MATERIAL PROVIDED:

= = = =

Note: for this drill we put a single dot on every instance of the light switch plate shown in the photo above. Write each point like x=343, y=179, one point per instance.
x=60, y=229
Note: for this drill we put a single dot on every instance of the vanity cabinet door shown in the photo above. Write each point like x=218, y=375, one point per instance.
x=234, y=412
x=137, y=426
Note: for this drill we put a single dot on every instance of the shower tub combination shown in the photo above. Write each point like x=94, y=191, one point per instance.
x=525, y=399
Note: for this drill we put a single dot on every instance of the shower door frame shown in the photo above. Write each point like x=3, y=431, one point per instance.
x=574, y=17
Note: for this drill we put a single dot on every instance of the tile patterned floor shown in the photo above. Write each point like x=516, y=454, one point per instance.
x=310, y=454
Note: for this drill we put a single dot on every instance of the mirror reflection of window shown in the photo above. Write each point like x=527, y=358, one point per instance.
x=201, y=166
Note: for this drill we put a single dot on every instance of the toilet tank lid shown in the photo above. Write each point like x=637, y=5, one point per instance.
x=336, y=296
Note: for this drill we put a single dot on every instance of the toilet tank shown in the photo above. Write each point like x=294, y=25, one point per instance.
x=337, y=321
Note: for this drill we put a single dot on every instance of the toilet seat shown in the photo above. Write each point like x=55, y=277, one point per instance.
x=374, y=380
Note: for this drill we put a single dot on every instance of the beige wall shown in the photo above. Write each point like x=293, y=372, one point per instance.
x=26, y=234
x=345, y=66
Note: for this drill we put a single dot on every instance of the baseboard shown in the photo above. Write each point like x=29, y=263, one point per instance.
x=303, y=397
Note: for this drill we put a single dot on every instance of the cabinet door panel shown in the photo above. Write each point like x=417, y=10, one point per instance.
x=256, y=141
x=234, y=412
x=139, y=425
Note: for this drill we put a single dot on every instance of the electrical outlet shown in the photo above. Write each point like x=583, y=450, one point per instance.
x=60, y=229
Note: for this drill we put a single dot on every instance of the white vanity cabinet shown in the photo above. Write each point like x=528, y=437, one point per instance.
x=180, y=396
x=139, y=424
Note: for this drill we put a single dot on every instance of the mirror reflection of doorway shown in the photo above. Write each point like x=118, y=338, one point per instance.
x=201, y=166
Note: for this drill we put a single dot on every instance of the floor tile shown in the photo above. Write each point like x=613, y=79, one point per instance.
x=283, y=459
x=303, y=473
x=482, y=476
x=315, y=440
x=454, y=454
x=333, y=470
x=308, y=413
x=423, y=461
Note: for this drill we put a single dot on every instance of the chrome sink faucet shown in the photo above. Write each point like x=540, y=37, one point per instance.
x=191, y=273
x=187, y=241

= = = =

STATED GOAL:
Express every line above as a JSON list of strings, one string per line, and leave out any blank lines.

SOLUTION TO THIS EXERCISE:
[
  "Note: for this drill we put a single dot on every instance of the light switch plate shown in the photo above. Write each point like x=343, y=179, one point per instance.",
  "x=60, y=229",
  "Note: for this drill we put a single dot on every instance of the vanity cabinet door shown in the photo above. Write each point like x=218, y=375, one point per instance.",
  "x=234, y=412",
  "x=137, y=426",
  "Note: for this drill we put a single dot on every instance of the shower tub combination shown in the photo above. Write each point like x=94, y=191, one point per instance.",
  "x=525, y=399",
  "Note: for this drill we put a single dot on every instance of the shower door frame shown in the photo above. Write each point like x=3, y=431, one point per instance.",
  "x=574, y=17",
  "Note: for this drill we put a single dot on every instance of the tile patterned floor shown in the photo above. Write each point like x=516, y=454, one point per instance.",
  "x=310, y=454",
  "Note: for this drill we put a single dot on every instance of the mirror reflection of window shown in the photo above. Write each point like x=527, y=358, one point per instance.",
  "x=201, y=166",
  "Note: for this drill we put a single dot on every instance of the toilet tank lid shown in the photo above. Write each point like x=637, y=5, one point per instance.",
  "x=336, y=296",
  "Note: for this drill we put a single dot on every instance of the toilet tank shown in the photo above. Write each point like x=294, y=25, one point per instance.",
  "x=337, y=321",
  "Note: for this drill we put a single dot on every instance of the toilet seat shown in the photo above. Write each point like x=55, y=277, one point per instance.",
  "x=374, y=380",
  "Note: for this drill we put a single dot on every instance of the beige wall shown in the photo above. Write each point like x=293, y=372, one point per instance.",
  "x=26, y=234",
  "x=345, y=66",
  "Note: for this drill we put a single dot on every instance of the baseboard shown in the photo above. Write each point like x=29, y=263, one point per instance.",
  "x=303, y=397",
  "Note: for this drill we put a single dot on every instance of the cabinet door panel shown in the photo above. Write each point like x=417, y=10, one point per instance.",
  "x=256, y=141",
  "x=234, y=412",
  "x=139, y=425",
  "Note: for this drill we put a single dot on every instance of the electrical outlet shown in the photo above. Write each point like x=583, y=450, one point per instance.",
  "x=60, y=229",
  "Note: for this drill we put a single dot on every instance of the white vanity cabinet shown in the photo above. Write each point like x=528, y=437, one point per instance.",
  "x=180, y=396",
  "x=139, y=424",
  "Note: for this drill we put a single dot on every instance of the mirror reflection of doorway shown in the photo above. Write each point like x=118, y=338, one point per instance.",
  "x=201, y=166",
  "Note: for this drill we put a single dot on every instance of the floor tile shown in the photo above. Write each point like x=613, y=79, one point per instance.",
  "x=283, y=459",
  "x=303, y=473",
  "x=482, y=476",
  "x=315, y=440",
  "x=454, y=454",
  "x=333, y=470",
  "x=308, y=413",
  "x=423, y=461",
  "Note: for this drill we put a single dot on every instance of the chrome sink faucet shown in the photo above. Write each point like x=540, y=37, one point per instance.",
  "x=191, y=273",
  "x=187, y=241"
]